*EXTRACT*.
···
Richard K. Bernstein
Richard K. Bernstein

Date of birth:
June 17, 1934

New York City, New York, United States

Dr Richard Bernstein broke new ground in the management of type 1 diabetes when he discovered that keeping excellent control of blood glucose levels – through combining a low carb diet with insulin therapy – could make diabetic complications go away.

‘An ordinary diabetic’

Bernstein was diagnosed with type 1 diabetes in 1946 at the age of 12. In his book Diabetes Solutio, he referred to himself as “an ordinary diabetic”, but by the time he turned 30, he was questioning the advice given by the American Diabetes Association (ADA) guidelines.

In 1969, Bernstein was able to obtain one of the first blood glucose meters , which was originally intended for hospital staff to distinguish a diabetes patient from someone who had been drinking heavily.
···
(Dataset entries)
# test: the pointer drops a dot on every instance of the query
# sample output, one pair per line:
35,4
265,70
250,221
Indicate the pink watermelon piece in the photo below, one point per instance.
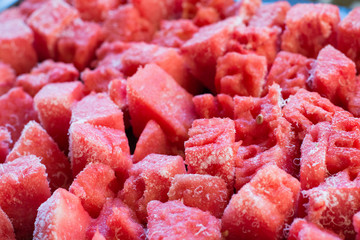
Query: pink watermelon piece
300,229
34,140
150,179
23,189
60,213
210,148
47,23
165,102
309,28
116,221
16,46
205,192
174,219
240,74
78,42
262,207
16,111
93,186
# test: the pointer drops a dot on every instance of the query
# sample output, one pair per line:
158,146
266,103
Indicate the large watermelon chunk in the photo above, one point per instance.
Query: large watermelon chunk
16,46
208,193
150,179
61,217
165,102
23,188
262,207
34,140
174,220
309,28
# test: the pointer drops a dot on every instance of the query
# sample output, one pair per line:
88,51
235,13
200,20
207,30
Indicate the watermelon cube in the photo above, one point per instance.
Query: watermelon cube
262,207
47,23
93,186
78,42
61,217
23,189
309,28
210,148
7,78
91,143
16,111
208,193
300,229
181,222
270,15
290,71
150,179
240,74
166,102
116,221
16,46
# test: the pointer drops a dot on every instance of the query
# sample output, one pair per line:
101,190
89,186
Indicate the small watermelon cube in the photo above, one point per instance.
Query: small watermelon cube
150,179
262,207
93,186
16,46
208,193
309,28
174,219
23,189
240,74
60,213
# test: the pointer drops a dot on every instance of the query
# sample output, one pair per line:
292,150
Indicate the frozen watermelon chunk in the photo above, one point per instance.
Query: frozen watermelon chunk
16,46
78,42
23,188
126,24
240,74
152,140
174,219
7,78
91,143
270,15
262,207
205,192
150,179
98,80
206,46
309,28
34,140
334,202
45,73
348,36
61,217
93,186
116,221
290,71
54,103
16,111
300,229
210,148
47,23
165,102
6,228
174,33
98,110
333,76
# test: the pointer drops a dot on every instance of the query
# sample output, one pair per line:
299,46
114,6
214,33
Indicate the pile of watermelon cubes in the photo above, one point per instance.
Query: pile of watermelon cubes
179,119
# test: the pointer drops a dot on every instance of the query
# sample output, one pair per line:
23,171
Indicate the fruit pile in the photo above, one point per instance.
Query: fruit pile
179,119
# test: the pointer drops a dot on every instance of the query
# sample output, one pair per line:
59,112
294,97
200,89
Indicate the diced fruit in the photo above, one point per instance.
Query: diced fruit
262,207
150,179
181,222
23,188
61,217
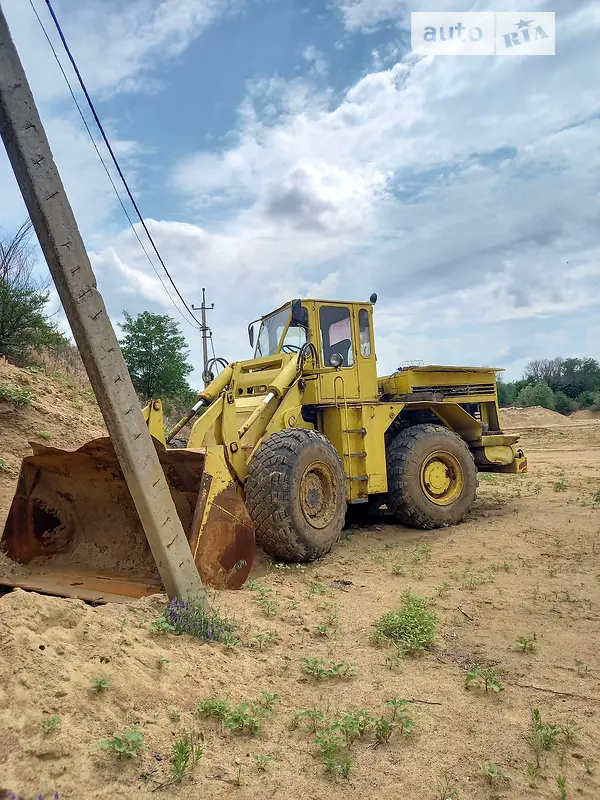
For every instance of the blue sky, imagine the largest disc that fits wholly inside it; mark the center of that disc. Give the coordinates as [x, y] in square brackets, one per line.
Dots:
[283, 148]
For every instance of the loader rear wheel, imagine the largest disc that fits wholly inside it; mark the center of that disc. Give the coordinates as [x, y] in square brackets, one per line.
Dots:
[432, 478]
[296, 495]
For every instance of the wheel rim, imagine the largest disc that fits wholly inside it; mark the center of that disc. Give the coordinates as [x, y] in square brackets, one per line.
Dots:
[442, 478]
[317, 495]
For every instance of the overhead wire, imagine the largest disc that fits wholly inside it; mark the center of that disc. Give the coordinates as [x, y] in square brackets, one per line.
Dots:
[114, 159]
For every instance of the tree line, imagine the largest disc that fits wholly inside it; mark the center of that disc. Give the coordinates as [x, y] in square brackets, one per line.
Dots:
[154, 349]
[560, 384]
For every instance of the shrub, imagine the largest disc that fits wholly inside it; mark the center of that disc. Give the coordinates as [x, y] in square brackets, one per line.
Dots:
[19, 396]
[195, 619]
[411, 627]
[537, 394]
[563, 403]
[130, 744]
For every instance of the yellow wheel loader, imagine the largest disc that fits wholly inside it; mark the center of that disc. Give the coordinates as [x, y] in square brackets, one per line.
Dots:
[280, 446]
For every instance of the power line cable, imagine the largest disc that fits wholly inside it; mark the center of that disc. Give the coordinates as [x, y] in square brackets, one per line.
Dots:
[114, 158]
[110, 178]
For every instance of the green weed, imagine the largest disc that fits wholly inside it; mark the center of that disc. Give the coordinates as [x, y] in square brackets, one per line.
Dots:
[51, 724]
[99, 684]
[561, 782]
[19, 396]
[185, 754]
[262, 761]
[130, 744]
[494, 773]
[542, 736]
[321, 668]
[421, 554]
[526, 644]
[400, 714]
[245, 718]
[411, 627]
[487, 679]
[263, 639]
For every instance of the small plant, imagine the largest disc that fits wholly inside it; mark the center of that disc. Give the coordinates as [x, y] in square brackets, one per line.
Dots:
[245, 718]
[400, 714]
[354, 726]
[196, 619]
[263, 639]
[19, 396]
[542, 736]
[130, 744]
[329, 742]
[494, 773]
[345, 765]
[421, 554]
[214, 708]
[262, 761]
[484, 678]
[321, 668]
[411, 627]
[526, 644]
[383, 730]
[185, 754]
[99, 684]
[269, 700]
[443, 588]
[50, 724]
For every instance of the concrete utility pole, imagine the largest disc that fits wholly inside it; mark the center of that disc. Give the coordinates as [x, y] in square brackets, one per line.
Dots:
[205, 336]
[44, 195]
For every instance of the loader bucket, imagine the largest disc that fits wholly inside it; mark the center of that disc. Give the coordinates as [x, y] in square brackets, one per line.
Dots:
[74, 527]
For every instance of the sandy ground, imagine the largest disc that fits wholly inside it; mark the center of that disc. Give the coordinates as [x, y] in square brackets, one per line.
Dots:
[526, 562]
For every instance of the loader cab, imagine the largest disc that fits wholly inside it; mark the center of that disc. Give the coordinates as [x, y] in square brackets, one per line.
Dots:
[342, 334]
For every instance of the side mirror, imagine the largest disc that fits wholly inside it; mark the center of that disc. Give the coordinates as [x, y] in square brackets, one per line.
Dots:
[298, 316]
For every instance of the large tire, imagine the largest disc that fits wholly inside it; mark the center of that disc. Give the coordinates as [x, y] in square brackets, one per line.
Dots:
[432, 478]
[296, 495]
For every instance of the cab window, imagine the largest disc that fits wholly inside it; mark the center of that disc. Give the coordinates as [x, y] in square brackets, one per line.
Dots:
[364, 332]
[336, 334]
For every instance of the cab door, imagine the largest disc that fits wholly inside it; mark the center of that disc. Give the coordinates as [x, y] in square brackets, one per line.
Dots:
[337, 341]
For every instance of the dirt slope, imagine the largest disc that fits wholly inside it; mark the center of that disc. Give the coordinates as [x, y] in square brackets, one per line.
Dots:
[524, 563]
[60, 413]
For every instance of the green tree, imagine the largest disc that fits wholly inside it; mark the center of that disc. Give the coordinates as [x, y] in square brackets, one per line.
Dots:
[156, 354]
[538, 394]
[24, 327]
[506, 393]
[563, 403]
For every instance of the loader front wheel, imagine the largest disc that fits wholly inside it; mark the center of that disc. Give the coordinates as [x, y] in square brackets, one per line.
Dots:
[432, 478]
[296, 495]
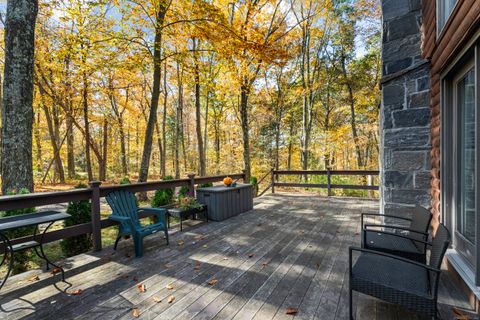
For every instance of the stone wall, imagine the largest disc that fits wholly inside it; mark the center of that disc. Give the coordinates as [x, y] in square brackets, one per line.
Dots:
[405, 113]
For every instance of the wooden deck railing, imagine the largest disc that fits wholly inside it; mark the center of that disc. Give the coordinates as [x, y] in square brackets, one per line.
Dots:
[275, 177]
[94, 193]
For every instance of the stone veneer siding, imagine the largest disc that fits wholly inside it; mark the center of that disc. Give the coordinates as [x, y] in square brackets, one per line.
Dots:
[404, 113]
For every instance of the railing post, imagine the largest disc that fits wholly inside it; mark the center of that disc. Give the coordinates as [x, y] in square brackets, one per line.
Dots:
[273, 181]
[191, 185]
[96, 227]
[329, 182]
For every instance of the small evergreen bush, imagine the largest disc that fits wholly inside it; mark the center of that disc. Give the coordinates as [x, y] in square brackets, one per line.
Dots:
[80, 212]
[163, 197]
[254, 183]
[125, 180]
[206, 185]
[22, 257]
[183, 192]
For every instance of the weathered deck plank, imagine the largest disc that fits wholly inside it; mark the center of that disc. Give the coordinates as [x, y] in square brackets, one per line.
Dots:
[291, 251]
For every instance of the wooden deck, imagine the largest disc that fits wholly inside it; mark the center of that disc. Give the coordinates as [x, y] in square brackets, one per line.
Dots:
[289, 252]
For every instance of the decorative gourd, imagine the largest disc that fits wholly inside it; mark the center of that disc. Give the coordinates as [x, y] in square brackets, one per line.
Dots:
[227, 181]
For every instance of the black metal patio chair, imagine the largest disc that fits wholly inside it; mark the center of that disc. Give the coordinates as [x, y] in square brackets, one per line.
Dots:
[399, 280]
[382, 237]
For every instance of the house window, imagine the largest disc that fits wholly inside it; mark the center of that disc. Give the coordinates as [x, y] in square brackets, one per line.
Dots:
[460, 162]
[445, 8]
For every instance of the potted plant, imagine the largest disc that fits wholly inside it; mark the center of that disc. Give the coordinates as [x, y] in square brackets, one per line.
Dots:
[186, 207]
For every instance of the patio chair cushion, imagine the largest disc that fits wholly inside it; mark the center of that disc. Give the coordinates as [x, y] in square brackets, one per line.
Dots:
[394, 281]
[394, 245]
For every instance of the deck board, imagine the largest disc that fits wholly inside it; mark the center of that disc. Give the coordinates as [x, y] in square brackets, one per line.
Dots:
[291, 251]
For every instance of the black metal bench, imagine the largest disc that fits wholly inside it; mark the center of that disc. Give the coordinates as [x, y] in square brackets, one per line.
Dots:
[398, 280]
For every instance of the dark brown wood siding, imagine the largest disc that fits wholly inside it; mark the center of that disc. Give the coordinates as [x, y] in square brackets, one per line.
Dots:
[463, 22]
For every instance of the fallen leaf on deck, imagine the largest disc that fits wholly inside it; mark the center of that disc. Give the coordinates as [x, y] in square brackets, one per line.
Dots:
[135, 312]
[34, 278]
[460, 315]
[76, 292]
[56, 270]
[292, 311]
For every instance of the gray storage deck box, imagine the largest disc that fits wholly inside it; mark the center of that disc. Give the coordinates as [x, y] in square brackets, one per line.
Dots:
[225, 202]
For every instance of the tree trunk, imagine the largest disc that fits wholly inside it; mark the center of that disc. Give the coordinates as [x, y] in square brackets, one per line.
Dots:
[178, 122]
[17, 116]
[157, 72]
[70, 149]
[87, 127]
[245, 130]
[55, 145]
[353, 120]
[69, 122]
[160, 145]
[102, 163]
[38, 143]
[198, 120]
[163, 159]
[123, 151]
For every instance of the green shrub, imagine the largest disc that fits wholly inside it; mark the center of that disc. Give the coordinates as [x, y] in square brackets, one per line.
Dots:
[254, 182]
[163, 197]
[125, 181]
[183, 192]
[80, 212]
[22, 257]
[206, 185]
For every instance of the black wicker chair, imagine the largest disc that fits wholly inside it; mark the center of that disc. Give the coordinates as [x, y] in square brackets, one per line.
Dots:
[384, 237]
[399, 280]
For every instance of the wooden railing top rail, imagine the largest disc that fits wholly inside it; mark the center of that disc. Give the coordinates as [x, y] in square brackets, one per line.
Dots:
[30, 200]
[324, 172]
[94, 193]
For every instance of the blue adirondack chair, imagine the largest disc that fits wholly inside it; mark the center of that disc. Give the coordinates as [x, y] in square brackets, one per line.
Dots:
[125, 212]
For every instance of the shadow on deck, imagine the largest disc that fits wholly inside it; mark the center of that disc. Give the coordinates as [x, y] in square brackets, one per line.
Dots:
[289, 252]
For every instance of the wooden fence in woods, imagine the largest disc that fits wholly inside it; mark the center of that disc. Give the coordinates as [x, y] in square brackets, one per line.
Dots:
[94, 193]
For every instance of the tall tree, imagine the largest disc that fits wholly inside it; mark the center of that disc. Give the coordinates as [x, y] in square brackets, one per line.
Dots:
[17, 115]
[157, 73]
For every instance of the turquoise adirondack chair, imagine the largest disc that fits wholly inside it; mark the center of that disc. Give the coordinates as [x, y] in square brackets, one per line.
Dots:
[125, 212]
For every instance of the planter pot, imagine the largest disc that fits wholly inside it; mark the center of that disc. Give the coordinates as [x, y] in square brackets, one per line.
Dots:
[184, 214]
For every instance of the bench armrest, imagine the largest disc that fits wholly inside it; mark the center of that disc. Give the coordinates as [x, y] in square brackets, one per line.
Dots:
[369, 226]
[160, 213]
[400, 236]
[425, 266]
[366, 214]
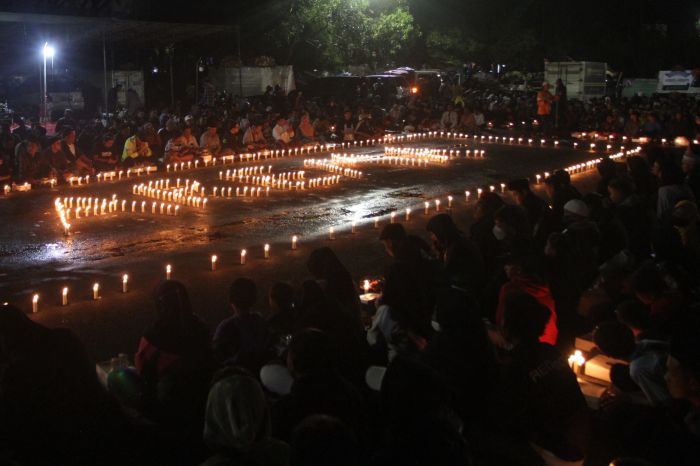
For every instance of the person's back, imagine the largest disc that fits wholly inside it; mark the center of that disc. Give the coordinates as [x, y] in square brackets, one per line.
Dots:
[317, 388]
[243, 338]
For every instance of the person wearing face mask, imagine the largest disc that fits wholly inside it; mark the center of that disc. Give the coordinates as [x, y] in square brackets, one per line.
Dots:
[463, 265]
[524, 278]
[512, 230]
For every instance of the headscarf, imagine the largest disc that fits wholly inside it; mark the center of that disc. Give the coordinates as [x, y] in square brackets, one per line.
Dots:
[237, 415]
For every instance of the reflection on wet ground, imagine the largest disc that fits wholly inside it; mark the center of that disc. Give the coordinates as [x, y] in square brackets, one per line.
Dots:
[36, 257]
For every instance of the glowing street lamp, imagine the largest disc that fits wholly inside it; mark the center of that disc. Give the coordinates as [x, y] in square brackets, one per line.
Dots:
[48, 52]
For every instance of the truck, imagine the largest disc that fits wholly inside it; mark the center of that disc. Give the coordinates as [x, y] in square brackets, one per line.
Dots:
[683, 81]
[584, 80]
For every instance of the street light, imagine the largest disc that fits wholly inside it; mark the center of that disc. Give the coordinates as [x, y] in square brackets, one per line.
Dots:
[48, 51]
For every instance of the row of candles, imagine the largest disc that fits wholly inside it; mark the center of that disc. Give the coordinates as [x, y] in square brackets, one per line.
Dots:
[332, 168]
[332, 232]
[404, 151]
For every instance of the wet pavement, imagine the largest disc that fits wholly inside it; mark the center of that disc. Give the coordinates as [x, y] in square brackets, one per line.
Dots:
[35, 256]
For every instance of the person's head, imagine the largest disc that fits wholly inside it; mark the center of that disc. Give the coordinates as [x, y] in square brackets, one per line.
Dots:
[69, 135]
[309, 352]
[242, 295]
[551, 185]
[55, 144]
[683, 368]
[691, 159]
[237, 415]
[108, 140]
[634, 315]
[620, 189]
[393, 236]
[172, 302]
[32, 144]
[614, 339]
[575, 210]
[509, 222]
[443, 231]
[321, 440]
[648, 284]
[524, 318]
[519, 189]
[281, 296]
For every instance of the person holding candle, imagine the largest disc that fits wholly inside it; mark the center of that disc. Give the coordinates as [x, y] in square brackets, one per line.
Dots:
[462, 263]
[243, 338]
[541, 411]
[174, 360]
[50, 395]
[136, 150]
[31, 165]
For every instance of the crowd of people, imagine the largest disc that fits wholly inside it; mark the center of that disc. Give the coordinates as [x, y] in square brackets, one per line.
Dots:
[461, 359]
[82, 147]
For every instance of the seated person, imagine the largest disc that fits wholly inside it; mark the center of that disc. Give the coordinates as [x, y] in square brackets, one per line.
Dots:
[189, 138]
[177, 151]
[306, 129]
[283, 132]
[210, 139]
[105, 153]
[647, 365]
[232, 140]
[60, 164]
[31, 164]
[136, 151]
[82, 162]
[242, 339]
[539, 403]
[253, 137]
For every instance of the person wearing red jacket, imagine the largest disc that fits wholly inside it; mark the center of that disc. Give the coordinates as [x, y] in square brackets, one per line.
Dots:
[522, 278]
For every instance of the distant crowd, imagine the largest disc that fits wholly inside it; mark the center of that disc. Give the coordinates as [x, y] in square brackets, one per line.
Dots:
[461, 360]
[82, 146]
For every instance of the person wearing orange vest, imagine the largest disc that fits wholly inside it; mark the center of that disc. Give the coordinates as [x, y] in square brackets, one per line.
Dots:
[544, 105]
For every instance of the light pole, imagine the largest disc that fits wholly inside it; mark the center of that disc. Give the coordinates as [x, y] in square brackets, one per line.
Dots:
[48, 52]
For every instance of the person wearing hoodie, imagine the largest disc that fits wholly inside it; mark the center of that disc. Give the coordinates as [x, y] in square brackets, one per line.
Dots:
[463, 265]
[237, 425]
[523, 278]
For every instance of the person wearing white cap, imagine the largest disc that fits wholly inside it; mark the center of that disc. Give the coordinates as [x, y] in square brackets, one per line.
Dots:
[576, 209]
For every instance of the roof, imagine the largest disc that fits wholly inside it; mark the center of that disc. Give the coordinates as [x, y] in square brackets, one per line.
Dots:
[80, 28]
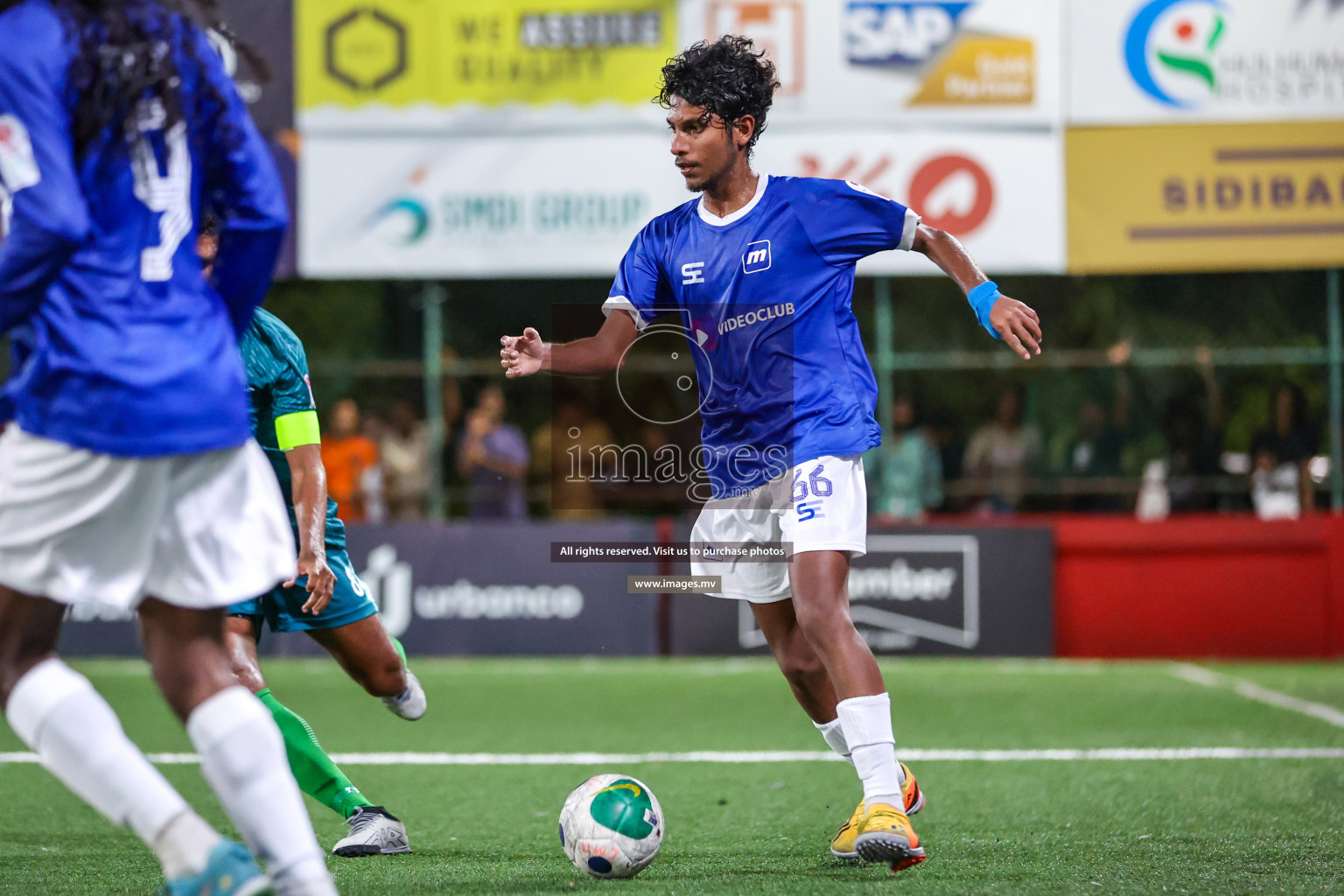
···
*WORK TASK*.
According to the profile of Richard K. Bernstein, what were the first blood glucose meters originally intended for?

*RESPONSE*.
They were meant for hospital staff to tell a diabetes patient apart from someone who had been drinking heavily.